------ Source extract ------
This is the flip side of the herd instinct, which keeps us together, collectively and individually. I suppose we have to have crowds to make us value being alone sometimes, and certainly when we have been alone too long, we value company.

Occasionally, I believe, we agree with the sentiment behind this rhyme. We do not always need company, at least not necessarily human company. Certainly, cats, budgies, puppies, big dogs or little ones for hiking or hunting, are company. The don't argue; indeed, they seem to agree. My oldest daughter has snakes longer than herself which almost seem to purr when she wraps them around her neck. If they could talk to you, I'm sure they would say they love her.

I suppose if you exercised requited love with some other friendly species, you might believe you did not like our own species, and there is plenty to dislike. For myself, I'm frequently partial to certain humans, but I am very choosy about it.

Saturday, October 07, 2006

My Experience With Lung Cancer And TB

Once upon a time, over 50 years ago, I was a member of the Council of the American Association of Museums, and was to be away for three weeks at their Annual Meeting in the U.S. I was working evenings to get ahead of my responsibilities in Halifax, Nova Scotia. So I was tired, and had a lame feeling in my side, and foolishly consulted a medical doctor. He took X-rays and put me in hospital, where he and a very good surgeon (whom I had taught to cut up cats in Comparative Vertebrate Anatomy), took out two-thirds of my left lung in a nine-hour operation that left a 25-inch scar. The lung was supposed to be cancerous, but in fact had a lump of healed tuberculosis, and should, of course, have been left alone.

Following that, I told them to put it back, but they said it had been thrown away. As I had had tuberculosis, I was put into the TB sanitarium, where I stayed for six months.

Afterwards, I was short of breath for a couple of years, and of course avoided doctors like grim death, and pondered what I had learned. High on the list is "If it ain't broke, don't fix it", and "Doctors have to get experience". Also, "Don't ask so many questions", and "Well, we don't have to do that again". Or, as Thomas Edison must have so often remarked: "We know that doesn't work". I must say, it cured me of smoking, a habit that consisted of one cigarette around a campfire or a pipe of tobacco at university reunions. So all is not lost, yet. I've cheered up, and so should you.
------
Problem set:
A – Answer these about the blog text:
(i) What does the writer's oldest daughter keep that is longer than herself?
(ii) How long was the scar the lung operation left?
(iii) How long did the writer stay in the TB sanitarium?
B – Please carry on the blog text about company and the writer's lung surgery, starting after its final sentence, "I've cheered up, and so should you."
The listing comes from a different source than the blog text.
------ Data ------
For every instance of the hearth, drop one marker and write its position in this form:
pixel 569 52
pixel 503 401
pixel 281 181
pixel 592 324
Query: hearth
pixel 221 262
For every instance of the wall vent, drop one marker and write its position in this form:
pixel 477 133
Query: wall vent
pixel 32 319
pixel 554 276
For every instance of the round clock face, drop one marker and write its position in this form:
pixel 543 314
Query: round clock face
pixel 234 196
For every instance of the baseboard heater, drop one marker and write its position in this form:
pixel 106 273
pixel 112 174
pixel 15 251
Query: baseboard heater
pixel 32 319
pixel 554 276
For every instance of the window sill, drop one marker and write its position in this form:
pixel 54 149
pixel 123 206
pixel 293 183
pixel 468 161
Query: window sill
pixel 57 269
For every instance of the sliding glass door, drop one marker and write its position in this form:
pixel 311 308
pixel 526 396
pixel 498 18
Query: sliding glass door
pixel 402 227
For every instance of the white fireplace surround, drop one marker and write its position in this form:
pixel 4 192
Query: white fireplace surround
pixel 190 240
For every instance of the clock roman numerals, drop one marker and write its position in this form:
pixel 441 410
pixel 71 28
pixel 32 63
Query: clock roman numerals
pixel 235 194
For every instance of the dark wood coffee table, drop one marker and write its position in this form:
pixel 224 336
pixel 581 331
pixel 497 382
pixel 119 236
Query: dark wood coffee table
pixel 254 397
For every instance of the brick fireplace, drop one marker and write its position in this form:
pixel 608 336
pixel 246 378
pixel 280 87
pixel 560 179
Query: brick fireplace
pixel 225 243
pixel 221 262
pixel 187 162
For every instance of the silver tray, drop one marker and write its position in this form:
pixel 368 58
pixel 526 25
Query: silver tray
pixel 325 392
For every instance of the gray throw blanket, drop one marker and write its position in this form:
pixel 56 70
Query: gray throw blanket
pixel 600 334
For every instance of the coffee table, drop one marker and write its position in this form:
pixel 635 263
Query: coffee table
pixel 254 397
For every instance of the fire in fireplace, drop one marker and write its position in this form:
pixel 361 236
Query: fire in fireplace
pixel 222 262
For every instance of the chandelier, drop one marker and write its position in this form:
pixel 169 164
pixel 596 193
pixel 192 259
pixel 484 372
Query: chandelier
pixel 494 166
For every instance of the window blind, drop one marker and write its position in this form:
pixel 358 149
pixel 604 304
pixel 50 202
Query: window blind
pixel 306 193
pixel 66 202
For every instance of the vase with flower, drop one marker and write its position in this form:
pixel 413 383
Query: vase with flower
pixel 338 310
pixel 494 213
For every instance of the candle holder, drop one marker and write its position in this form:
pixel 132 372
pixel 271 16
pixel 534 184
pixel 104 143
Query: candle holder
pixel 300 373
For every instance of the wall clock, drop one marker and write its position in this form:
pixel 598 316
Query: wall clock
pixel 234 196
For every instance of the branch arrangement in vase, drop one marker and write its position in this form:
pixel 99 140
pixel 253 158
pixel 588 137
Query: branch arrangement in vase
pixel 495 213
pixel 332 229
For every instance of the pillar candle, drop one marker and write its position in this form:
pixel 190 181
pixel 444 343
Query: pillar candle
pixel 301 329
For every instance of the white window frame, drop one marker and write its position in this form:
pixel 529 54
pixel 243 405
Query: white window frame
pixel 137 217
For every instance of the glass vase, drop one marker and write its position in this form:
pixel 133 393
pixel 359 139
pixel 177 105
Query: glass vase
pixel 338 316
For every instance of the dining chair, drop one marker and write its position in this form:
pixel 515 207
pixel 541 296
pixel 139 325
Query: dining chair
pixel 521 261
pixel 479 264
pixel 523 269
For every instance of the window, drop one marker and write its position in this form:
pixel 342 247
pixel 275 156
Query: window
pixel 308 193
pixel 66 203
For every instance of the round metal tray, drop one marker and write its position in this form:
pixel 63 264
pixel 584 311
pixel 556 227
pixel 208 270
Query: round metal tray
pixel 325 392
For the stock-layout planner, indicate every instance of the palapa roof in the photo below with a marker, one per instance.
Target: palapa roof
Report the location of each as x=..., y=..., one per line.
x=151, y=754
------
Exercise results:
A –
(i) Snakes
(ii) 25 inches
(iii) Six months

B –
Thursday, October 05, 2006

Time To Get Rich!

Given enough time, and doing some very simple things, you can hardly avoid becoming rich, maybe very rich. For example, if the $24 paid by the Dutch for Manhattan Island to the natives had been put out at 10% compound interest, it would be worth over 12,000 trillion dollars by now, more than North and South America are worth by any accounting. So what are you waiting for?

We do not have that sort of time, of course, and there are taxes to contend with, but the principle is the same, if you will pardon the pun. Do not put off until tomorrow what you can do today. As our wants will always exceed our earned income, this means you do not wait until you have some left over, but put your 10% away first and live on the rest. Time is, indeed, of the essence. The future never arrives, and the present is always sliding into the past. So do it now, quickly, before it too becomes the past.

I have talked one family member into putting money away daily, never to be spent, but instead to be put to earning. It seems as if that were just last week, but already this person is wondering how to do better than a savings account at the bank, which pays 2% for money that it then lends out at 14% or so.

When I worked in Buffalo, there was a sign in a tavern which said "Too soon we get oldt, too late we get schmardt". There is a principle that if you force yourself to do something every day at the same time, you will find it difficult not to do it in two to three weeks.

Habits can help us or hurt us, so right away, put the same amount aside every day, so its earnings can sooner look after you. Time to act!